Direction | Reproduce the lines of the records below from the one containing "For this dataset, tag each instance of the tall" through the one containing "70], [195, 126]]", inclusive, renaming "single point" to "single marker" and leaving everything else unchanged.

Records to use |
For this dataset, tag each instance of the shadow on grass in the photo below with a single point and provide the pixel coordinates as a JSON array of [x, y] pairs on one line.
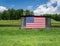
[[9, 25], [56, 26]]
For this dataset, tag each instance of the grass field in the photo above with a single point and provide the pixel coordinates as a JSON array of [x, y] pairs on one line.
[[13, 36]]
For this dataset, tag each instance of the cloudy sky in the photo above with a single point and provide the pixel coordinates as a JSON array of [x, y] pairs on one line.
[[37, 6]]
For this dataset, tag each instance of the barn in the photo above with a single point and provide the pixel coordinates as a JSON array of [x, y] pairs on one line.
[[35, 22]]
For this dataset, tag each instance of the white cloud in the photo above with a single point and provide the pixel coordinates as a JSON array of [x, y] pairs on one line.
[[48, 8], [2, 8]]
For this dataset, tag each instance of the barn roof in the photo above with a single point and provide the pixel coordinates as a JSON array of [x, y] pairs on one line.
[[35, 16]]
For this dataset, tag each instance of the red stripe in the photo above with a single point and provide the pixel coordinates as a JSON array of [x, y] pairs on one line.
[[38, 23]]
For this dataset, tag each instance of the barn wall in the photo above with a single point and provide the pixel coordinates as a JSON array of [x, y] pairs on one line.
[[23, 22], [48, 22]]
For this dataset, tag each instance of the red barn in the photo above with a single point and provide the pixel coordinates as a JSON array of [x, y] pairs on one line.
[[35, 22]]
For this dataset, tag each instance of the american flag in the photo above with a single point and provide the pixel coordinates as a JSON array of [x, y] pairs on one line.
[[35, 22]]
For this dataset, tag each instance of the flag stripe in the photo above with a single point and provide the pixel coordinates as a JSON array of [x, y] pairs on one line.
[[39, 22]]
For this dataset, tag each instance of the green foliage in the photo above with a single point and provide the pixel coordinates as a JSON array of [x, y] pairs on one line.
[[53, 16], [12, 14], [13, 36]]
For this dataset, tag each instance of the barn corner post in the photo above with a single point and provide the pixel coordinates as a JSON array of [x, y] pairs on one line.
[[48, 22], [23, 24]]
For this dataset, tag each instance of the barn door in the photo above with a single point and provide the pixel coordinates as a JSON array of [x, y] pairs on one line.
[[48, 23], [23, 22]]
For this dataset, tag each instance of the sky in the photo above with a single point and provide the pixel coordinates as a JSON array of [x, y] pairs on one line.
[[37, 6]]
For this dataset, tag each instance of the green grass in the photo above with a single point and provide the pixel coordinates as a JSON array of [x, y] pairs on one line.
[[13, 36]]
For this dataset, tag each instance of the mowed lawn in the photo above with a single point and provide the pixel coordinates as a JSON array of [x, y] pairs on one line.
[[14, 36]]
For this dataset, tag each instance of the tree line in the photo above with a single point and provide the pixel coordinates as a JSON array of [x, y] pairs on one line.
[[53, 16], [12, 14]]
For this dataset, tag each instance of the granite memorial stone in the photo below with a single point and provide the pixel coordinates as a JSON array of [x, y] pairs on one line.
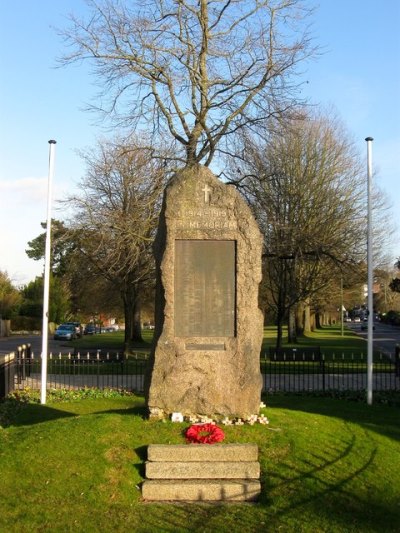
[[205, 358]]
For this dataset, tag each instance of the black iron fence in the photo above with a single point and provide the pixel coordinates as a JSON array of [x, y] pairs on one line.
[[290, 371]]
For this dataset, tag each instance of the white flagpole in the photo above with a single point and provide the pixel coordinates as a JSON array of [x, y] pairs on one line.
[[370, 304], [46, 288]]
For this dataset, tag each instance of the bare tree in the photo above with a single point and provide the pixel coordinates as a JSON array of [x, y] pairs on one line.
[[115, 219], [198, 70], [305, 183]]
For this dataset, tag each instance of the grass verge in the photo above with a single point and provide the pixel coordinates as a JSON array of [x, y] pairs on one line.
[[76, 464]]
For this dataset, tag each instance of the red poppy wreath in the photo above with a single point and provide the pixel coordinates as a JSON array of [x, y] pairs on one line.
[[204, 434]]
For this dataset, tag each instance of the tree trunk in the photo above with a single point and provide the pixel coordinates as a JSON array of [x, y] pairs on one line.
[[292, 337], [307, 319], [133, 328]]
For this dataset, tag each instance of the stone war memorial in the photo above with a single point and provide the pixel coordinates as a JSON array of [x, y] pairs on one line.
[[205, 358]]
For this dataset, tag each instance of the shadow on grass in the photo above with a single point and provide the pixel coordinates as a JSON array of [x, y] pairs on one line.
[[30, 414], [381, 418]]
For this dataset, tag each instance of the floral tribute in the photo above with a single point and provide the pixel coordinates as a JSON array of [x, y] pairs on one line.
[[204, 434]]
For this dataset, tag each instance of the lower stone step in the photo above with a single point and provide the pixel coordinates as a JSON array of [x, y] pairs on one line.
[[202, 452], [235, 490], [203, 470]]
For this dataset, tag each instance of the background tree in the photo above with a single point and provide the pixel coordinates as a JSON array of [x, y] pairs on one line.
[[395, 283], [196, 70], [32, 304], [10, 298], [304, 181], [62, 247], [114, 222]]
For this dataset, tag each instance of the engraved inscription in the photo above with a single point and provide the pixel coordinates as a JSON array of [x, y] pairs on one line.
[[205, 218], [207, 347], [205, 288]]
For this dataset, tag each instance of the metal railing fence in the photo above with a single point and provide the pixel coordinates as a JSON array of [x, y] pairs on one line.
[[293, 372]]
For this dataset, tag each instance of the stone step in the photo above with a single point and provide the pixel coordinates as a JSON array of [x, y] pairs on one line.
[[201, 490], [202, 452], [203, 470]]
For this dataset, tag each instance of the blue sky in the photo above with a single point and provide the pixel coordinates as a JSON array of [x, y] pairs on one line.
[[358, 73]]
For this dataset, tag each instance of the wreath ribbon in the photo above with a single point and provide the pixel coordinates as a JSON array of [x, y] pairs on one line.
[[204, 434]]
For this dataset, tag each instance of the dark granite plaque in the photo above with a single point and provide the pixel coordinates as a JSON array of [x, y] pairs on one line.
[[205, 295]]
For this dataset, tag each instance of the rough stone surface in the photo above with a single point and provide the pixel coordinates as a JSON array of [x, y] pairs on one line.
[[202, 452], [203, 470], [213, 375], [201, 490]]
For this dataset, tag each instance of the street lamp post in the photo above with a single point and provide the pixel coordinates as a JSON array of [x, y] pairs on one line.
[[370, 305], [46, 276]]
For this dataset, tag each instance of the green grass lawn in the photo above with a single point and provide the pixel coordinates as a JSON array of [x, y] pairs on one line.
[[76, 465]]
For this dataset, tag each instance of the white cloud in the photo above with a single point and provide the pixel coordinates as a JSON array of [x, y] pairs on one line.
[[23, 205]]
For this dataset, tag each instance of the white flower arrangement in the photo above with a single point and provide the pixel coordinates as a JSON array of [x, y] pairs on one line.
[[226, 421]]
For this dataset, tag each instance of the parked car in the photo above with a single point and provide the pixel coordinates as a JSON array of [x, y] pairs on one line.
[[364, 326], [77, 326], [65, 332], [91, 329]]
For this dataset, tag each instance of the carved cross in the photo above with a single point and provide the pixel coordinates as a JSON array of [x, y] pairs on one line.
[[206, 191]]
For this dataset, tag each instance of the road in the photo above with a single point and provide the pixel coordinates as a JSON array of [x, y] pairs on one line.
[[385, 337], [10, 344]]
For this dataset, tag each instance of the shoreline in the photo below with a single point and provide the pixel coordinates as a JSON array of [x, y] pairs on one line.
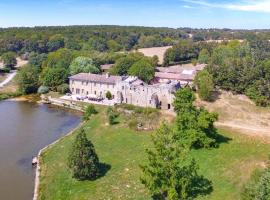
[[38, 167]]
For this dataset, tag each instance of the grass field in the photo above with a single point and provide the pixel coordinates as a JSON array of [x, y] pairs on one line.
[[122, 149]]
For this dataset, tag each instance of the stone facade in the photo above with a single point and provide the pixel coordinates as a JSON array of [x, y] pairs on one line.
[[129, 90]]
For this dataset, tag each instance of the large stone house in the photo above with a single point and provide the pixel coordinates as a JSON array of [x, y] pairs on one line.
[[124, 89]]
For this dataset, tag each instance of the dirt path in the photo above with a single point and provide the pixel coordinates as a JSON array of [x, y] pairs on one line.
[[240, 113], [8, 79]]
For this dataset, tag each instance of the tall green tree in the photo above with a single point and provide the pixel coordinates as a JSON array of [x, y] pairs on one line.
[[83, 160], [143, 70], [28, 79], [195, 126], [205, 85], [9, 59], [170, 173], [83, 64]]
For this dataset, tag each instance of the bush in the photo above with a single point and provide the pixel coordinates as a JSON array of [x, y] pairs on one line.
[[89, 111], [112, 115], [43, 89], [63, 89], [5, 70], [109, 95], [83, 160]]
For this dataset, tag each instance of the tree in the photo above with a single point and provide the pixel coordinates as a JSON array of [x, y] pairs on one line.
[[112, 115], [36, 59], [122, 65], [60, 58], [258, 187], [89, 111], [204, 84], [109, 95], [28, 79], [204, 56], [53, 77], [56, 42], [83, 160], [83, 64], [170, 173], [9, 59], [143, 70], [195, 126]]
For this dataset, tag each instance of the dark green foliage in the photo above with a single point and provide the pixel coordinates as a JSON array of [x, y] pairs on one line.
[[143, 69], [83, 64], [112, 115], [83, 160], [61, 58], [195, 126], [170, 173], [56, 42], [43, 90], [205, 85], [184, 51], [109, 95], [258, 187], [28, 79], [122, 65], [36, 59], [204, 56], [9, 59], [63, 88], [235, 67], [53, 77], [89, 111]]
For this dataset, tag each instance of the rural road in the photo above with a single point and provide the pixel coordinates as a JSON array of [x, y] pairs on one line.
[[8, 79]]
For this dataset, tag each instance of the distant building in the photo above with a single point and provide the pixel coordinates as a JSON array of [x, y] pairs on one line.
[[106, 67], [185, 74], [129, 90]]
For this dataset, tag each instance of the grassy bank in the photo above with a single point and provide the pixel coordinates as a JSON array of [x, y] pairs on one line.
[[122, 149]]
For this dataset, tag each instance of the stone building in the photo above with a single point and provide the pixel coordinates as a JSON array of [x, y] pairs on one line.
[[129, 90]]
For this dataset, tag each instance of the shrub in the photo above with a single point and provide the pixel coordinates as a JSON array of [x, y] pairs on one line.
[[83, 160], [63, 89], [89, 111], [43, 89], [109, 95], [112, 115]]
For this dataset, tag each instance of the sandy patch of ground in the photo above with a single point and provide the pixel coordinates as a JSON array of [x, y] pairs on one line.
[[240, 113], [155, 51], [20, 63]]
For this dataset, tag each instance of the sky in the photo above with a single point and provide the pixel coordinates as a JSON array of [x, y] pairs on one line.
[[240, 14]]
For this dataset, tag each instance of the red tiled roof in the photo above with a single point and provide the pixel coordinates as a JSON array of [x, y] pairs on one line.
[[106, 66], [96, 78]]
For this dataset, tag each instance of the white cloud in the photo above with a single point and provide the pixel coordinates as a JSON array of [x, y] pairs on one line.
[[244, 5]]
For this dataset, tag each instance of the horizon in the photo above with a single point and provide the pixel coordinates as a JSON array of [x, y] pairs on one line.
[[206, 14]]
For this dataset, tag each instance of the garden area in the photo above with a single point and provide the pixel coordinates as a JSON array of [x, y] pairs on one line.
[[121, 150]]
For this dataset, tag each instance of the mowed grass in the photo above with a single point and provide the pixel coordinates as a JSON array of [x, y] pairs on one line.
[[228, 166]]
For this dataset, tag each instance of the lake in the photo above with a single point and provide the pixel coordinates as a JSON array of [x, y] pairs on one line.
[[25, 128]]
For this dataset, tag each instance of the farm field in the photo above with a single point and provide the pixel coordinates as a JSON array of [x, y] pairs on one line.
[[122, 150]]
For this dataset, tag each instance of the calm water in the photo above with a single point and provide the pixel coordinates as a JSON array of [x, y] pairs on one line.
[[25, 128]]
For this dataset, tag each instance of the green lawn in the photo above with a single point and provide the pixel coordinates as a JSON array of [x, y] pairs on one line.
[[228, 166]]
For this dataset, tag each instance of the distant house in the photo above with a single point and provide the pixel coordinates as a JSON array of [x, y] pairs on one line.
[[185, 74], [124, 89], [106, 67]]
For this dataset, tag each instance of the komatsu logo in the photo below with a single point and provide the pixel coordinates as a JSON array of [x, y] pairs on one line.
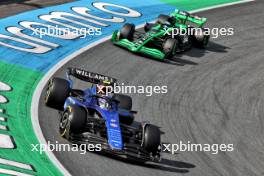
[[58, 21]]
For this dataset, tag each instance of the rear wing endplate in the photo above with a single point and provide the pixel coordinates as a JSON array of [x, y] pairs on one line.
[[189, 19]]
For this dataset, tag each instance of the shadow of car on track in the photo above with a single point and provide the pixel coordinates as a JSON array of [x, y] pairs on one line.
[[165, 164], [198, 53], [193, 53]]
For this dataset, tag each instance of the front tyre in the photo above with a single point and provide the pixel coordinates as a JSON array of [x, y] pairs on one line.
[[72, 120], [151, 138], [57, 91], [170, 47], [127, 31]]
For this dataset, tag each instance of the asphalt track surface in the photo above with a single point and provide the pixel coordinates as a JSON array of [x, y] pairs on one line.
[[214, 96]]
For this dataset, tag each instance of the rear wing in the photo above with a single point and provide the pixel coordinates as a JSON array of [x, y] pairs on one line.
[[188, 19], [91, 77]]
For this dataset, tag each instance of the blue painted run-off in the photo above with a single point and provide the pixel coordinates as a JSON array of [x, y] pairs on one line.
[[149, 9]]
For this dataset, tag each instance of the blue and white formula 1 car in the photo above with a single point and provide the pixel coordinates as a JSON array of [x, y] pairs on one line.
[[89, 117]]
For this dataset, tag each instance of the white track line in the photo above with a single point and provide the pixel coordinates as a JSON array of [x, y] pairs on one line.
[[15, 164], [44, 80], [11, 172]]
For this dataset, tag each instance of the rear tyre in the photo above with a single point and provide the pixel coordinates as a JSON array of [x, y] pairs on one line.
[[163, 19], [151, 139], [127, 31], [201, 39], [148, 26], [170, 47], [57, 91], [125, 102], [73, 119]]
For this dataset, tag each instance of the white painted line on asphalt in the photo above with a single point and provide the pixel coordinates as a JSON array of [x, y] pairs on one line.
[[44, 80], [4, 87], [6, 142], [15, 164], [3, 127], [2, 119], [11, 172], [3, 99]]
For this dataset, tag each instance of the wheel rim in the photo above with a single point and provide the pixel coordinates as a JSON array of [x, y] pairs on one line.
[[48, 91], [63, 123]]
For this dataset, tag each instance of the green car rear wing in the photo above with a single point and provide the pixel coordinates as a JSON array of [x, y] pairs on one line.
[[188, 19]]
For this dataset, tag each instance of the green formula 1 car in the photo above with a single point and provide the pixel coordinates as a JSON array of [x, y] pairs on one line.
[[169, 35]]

Result below |
For this dataset, tag each instance of the tall green tree in the photo above with a single marker and provide the pixel coordinates as a JSON array of [x, y] pairs on one line.
[[83, 160], [143, 70], [28, 79], [195, 126], [205, 85], [9, 59], [170, 173], [83, 64]]
For this dataset, tag each instance of the bush in the photo above with a single marker and provide the pixel coordinates as a JSON array of [x, y] pairs on one line.
[[89, 111], [112, 115], [43, 89], [63, 89], [5, 70], [109, 95], [83, 160]]
For this dataset, tag each instance of the tree in the photo above with a single marker and provide the pixel coordinates as a JSON array of [x, y] pairs on one line.
[[112, 115], [36, 59], [122, 65], [60, 58], [258, 187], [89, 111], [204, 84], [109, 95], [28, 79], [204, 56], [53, 77], [56, 42], [83, 160], [83, 64], [170, 173], [9, 59], [143, 70], [195, 126]]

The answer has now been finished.